Dataset entries:

□ □ □ □ □ □ □

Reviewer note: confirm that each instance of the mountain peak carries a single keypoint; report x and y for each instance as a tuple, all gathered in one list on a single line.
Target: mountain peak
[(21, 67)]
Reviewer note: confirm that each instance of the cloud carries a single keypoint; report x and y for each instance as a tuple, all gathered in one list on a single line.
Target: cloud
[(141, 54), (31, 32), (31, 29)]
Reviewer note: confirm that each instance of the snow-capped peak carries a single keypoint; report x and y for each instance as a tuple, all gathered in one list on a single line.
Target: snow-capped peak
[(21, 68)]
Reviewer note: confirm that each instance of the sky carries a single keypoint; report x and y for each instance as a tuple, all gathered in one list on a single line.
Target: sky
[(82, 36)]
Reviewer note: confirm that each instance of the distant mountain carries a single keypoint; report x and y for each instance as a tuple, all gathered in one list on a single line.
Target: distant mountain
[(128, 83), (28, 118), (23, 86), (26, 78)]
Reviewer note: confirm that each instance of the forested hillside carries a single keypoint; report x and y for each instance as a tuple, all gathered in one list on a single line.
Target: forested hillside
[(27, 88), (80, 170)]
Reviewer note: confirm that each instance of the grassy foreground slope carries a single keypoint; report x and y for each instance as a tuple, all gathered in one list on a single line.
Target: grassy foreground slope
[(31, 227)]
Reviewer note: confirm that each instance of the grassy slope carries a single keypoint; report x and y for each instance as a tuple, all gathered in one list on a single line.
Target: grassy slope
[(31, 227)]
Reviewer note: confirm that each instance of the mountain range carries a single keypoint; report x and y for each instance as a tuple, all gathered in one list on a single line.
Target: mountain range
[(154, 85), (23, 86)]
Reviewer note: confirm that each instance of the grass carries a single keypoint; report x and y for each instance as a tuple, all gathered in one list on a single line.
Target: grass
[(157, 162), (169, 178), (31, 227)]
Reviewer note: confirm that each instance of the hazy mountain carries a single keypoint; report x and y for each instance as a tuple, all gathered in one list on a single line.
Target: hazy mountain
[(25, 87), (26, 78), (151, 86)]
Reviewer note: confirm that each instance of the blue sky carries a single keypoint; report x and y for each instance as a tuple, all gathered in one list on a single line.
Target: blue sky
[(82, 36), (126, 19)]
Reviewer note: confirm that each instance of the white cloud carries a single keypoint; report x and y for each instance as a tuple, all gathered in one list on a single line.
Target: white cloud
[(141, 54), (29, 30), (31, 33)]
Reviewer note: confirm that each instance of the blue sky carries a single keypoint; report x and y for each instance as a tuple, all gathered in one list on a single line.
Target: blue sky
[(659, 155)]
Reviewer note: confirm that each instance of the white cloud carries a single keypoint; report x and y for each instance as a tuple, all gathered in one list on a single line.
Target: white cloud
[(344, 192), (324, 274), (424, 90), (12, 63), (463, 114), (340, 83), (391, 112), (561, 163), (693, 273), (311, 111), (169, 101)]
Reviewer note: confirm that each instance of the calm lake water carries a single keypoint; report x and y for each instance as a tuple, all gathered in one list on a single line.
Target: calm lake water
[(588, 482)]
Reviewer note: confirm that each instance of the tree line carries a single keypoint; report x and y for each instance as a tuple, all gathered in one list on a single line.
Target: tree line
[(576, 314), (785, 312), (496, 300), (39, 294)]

□ □ □ □ □ □ □

Work task — The required output is every line of the entries, starting at the one that contains "Target: calm lake water" and ending at the last, copied exactly.

Answer section —
Target: calm lake water
[(588, 482)]
Reviewer note: confirm that each instance of the tree line carries a single keypoint; report x and y for each instance as a tuple, all gathered in one list on a single line.
Target: tree line
[(576, 314), (785, 312), (496, 300), (39, 294)]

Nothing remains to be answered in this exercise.